• _Consegna_
Prosegui il testo sull'Europa britannica e sul libro di Mark Leonard, riprendendo subito dopo la sua ultima frase.

• _Testo della pagina_
—————

C’è un’Europa da allargare e 
                            una da approfondire. A quest’ultima appartiene 
                            anche l’Europa britannica. Nonostante la retorica 
                            e i buoni propositi enunciati dal premier londinese 
                            Tony Blair un anno fa davanti al Parlamento di Bruxelles, 
                            la Gran Bretagna rimane un paese ancora con solo un 
                            piede nell’Ue, e non soltanto perché 
                            non pare intenzionata a lasciare la sterlina per l’euro. 
                            E’ allora decisamente benvenuto Mark Leonard, 
                            con il suo Europa 21 (Bompiani, prefazione 
                            di Romano Prodi). Il giovanissimo direttore del Foreign 
                            Policy al Centre for European Reform è una 
                            firma già nota dei quotidiani in lingua inglese.

—————

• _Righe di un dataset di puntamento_
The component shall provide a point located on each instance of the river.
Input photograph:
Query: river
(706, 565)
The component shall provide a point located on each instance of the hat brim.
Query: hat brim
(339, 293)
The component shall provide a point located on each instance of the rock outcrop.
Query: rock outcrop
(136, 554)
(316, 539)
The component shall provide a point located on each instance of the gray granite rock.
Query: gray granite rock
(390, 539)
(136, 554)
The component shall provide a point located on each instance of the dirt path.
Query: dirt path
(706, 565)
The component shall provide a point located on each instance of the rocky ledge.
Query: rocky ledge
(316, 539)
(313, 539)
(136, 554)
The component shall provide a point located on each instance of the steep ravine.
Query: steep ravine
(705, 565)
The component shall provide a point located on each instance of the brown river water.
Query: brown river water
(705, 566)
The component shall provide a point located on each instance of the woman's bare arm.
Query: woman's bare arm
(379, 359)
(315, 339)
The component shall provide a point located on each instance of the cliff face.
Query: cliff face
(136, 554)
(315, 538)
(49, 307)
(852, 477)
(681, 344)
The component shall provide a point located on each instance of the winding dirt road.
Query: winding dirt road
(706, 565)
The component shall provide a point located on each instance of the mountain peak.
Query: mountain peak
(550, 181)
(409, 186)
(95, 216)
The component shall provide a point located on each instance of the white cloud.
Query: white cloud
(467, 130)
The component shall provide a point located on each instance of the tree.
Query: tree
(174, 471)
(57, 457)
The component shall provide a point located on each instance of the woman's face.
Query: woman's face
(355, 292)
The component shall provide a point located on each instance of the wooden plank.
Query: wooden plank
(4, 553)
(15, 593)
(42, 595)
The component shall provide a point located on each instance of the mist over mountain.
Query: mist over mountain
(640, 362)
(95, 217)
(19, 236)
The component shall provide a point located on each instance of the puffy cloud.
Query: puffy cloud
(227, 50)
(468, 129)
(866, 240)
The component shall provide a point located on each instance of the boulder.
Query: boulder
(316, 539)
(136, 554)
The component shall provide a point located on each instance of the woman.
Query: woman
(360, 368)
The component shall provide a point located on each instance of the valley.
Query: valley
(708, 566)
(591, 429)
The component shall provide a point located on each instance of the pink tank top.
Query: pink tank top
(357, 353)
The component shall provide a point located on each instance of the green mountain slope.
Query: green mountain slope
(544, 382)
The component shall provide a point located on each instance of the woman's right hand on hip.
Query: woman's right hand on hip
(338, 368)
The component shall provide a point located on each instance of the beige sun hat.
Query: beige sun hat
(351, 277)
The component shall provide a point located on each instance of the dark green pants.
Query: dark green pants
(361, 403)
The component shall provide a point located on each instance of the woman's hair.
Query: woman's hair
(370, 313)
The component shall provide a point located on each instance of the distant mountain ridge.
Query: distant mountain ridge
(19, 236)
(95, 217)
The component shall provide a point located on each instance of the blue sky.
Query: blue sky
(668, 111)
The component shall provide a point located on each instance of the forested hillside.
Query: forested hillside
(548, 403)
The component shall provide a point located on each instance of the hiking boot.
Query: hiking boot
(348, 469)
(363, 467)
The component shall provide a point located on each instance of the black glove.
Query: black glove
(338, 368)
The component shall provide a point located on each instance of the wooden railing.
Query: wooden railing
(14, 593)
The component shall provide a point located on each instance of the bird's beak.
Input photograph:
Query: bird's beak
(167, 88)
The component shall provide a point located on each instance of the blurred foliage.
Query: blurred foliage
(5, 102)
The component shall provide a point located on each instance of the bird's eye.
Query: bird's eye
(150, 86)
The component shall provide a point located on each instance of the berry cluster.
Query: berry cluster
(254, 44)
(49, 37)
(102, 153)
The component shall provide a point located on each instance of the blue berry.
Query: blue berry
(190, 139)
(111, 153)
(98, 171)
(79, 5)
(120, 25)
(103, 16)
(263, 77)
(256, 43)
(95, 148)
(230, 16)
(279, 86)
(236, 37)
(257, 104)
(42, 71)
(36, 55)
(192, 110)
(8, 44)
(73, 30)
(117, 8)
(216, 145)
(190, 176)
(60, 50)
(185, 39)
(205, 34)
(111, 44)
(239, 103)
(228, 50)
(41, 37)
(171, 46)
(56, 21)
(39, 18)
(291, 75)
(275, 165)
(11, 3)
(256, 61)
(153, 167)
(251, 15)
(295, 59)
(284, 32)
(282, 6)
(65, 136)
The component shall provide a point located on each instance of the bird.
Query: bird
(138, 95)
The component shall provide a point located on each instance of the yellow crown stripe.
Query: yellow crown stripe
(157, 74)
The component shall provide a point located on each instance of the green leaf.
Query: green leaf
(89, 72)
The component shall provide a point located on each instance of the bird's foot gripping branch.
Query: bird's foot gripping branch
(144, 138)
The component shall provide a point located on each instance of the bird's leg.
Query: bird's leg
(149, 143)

—————

• _Risposta scritta_
                          Il titolo originale del libro è piuttosto 
                            scioccante (“Perché l’Europa guiderà 
                            il 21esimo secolo”) e si basa sulla constatazione 
                            della potenza e dell’efficacia del soft power 
                            europeo, contrapposto al decadente hard power americano 
                            (la distinzione è opera di Joseph S. Nye, che 
                            contrappone potere diplomatico a quello militare, 
                            e che non a caso ha usato parole di elogio verso Leonard). 
                            Guardando al declino dell’immagine degli Usa 
                            nel mondo, al successo dell’allargamento a est 
                            e al modo in cui Africa Asia e Sud America vanno organizzandosi 
                            in sistemi complessi sul modello dell’Ue, Leonard 
                            elogia la “debolezza” dell’Europa 
                            e la descrive come un “transformative power”, 
                            una “passive aggression” in grado di condizionare 
                            e migliorare tutto ciò che viene a contatto 
                            con essa: “Gli Usa possono aver cambiato il 
                            regime in Afghanistan, ma l’Europa sta cambiando 
                            l’intera società polacca, dall’economia 
                            alle leggi sulla proprietà al trattamento delle 
                            minoranze. L’Europa non cambia i paesi minacciando 
                            di invaderli: la sua peggiore minaccia è che 
                            non avrà nulla a che fare con essi”.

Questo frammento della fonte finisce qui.